# WHAT YOU HAVE TO DO:
Provide an exact transcription of all the records.

--- begin RECORDED DATA ---

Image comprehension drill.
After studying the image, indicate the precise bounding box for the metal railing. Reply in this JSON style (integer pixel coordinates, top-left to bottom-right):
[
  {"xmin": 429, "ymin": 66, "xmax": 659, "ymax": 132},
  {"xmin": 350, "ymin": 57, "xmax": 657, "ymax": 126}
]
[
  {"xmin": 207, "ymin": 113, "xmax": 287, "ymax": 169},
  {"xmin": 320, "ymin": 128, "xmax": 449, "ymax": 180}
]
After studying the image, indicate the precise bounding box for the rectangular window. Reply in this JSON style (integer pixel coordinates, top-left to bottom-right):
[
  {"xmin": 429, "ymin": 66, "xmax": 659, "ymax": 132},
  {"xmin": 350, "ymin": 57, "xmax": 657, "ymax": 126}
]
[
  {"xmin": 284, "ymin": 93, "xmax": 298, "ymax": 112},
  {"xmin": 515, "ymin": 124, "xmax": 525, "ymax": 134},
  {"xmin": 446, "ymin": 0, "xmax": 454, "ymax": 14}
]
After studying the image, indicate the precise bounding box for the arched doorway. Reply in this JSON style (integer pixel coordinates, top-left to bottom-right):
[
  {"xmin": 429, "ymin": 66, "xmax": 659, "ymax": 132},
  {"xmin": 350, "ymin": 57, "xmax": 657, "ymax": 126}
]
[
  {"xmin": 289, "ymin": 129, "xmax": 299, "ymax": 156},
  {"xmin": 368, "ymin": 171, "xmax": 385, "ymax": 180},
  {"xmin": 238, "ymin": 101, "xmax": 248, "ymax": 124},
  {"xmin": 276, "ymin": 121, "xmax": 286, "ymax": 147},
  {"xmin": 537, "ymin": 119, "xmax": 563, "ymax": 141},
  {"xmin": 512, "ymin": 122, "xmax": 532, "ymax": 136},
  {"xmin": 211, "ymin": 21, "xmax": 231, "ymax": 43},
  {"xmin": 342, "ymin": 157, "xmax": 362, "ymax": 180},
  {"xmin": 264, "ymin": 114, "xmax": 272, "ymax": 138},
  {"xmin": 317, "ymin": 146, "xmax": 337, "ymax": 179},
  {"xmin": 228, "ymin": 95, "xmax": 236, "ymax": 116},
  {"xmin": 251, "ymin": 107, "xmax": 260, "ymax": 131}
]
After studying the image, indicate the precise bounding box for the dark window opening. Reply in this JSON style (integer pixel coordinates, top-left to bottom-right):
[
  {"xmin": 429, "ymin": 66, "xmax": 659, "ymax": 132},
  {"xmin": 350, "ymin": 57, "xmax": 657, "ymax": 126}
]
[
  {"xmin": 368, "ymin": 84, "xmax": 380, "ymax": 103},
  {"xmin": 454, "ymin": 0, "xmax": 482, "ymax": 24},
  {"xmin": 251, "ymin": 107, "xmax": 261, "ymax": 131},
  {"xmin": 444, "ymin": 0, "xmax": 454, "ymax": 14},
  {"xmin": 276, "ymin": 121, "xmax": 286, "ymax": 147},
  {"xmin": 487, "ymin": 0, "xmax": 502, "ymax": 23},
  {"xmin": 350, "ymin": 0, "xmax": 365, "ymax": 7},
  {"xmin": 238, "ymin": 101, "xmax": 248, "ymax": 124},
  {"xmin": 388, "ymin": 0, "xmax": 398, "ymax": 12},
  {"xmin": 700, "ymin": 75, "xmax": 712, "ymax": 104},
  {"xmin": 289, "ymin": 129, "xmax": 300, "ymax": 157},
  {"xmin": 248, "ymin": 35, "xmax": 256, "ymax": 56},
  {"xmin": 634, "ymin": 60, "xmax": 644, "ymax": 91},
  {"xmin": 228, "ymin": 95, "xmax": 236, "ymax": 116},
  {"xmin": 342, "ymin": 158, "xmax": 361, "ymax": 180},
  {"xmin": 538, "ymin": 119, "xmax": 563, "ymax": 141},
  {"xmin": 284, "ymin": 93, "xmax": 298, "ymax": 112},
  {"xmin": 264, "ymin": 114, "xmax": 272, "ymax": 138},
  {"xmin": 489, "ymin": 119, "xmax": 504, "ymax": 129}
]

--- end RECORDED DATA ---

# RESULT:
Image comprehension drill.
After studying the image, indicate the precise bounding box for the metal railing. Reply in this JSON style (integer pixel coordinates, top-left to bottom-right):
[
  {"xmin": 429, "ymin": 66, "xmax": 659, "ymax": 132},
  {"xmin": 350, "ymin": 57, "xmax": 657, "ymax": 126}
]
[
  {"xmin": 207, "ymin": 113, "xmax": 287, "ymax": 169},
  {"xmin": 320, "ymin": 128, "xmax": 449, "ymax": 180}
]
After studying the image, indicate the precise bounding box for the rectangular window. Reply in this JSON style (integer pixel coordinates, top-left to bottom-right):
[
  {"xmin": 429, "ymin": 66, "xmax": 659, "ymax": 132},
  {"xmin": 350, "ymin": 57, "xmax": 657, "ymax": 126}
]
[
  {"xmin": 284, "ymin": 93, "xmax": 298, "ymax": 112},
  {"xmin": 515, "ymin": 124, "xmax": 525, "ymax": 134},
  {"xmin": 446, "ymin": 0, "xmax": 454, "ymax": 14}
]
After studying the image, indicate the precise bounding box for the arched doorway. Reply in this JSON style (integer pixel coordinates, top-left to bottom-right):
[
  {"xmin": 429, "ymin": 66, "xmax": 659, "ymax": 132},
  {"xmin": 350, "ymin": 57, "xmax": 657, "ymax": 126}
]
[
  {"xmin": 289, "ymin": 129, "xmax": 299, "ymax": 156},
  {"xmin": 368, "ymin": 171, "xmax": 385, "ymax": 180},
  {"xmin": 238, "ymin": 101, "xmax": 248, "ymax": 124},
  {"xmin": 276, "ymin": 121, "xmax": 286, "ymax": 147},
  {"xmin": 537, "ymin": 119, "xmax": 563, "ymax": 141},
  {"xmin": 512, "ymin": 122, "xmax": 532, "ymax": 136},
  {"xmin": 211, "ymin": 21, "xmax": 231, "ymax": 43},
  {"xmin": 342, "ymin": 157, "xmax": 362, "ymax": 180},
  {"xmin": 264, "ymin": 114, "xmax": 272, "ymax": 138},
  {"xmin": 317, "ymin": 146, "xmax": 337, "ymax": 179},
  {"xmin": 228, "ymin": 95, "xmax": 236, "ymax": 116},
  {"xmin": 251, "ymin": 107, "xmax": 260, "ymax": 131}
]
After studying the image, indicate the precise bounding box for the dark window opening. Reply in this JSON style (integer pixel coordinates, top-left to bottom-right):
[
  {"xmin": 429, "ymin": 66, "xmax": 659, "ymax": 132},
  {"xmin": 350, "ymin": 57, "xmax": 657, "ymax": 126}
]
[
  {"xmin": 368, "ymin": 84, "xmax": 380, "ymax": 103},
  {"xmin": 454, "ymin": 0, "xmax": 482, "ymax": 24},
  {"xmin": 251, "ymin": 107, "xmax": 261, "ymax": 131},
  {"xmin": 444, "ymin": 0, "xmax": 454, "ymax": 14},
  {"xmin": 276, "ymin": 121, "xmax": 286, "ymax": 147},
  {"xmin": 487, "ymin": 0, "xmax": 502, "ymax": 23},
  {"xmin": 350, "ymin": 0, "xmax": 365, "ymax": 7},
  {"xmin": 238, "ymin": 101, "xmax": 248, "ymax": 124},
  {"xmin": 388, "ymin": 0, "xmax": 398, "ymax": 12},
  {"xmin": 700, "ymin": 75, "xmax": 712, "ymax": 104},
  {"xmin": 289, "ymin": 129, "xmax": 300, "ymax": 157},
  {"xmin": 248, "ymin": 35, "xmax": 256, "ymax": 56},
  {"xmin": 634, "ymin": 60, "xmax": 644, "ymax": 91},
  {"xmin": 228, "ymin": 95, "xmax": 236, "ymax": 116},
  {"xmin": 342, "ymin": 158, "xmax": 361, "ymax": 180},
  {"xmin": 538, "ymin": 119, "xmax": 563, "ymax": 141},
  {"xmin": 284, "ymin": 93, "xmax": 298, "ymax": 112},
  {"xmin": 264, "ymin": 114, "xmax": 272, "ymax": 138},
  {"xmin": 489, "ymin": 119, "xmax": 504, "ymax": 129}
]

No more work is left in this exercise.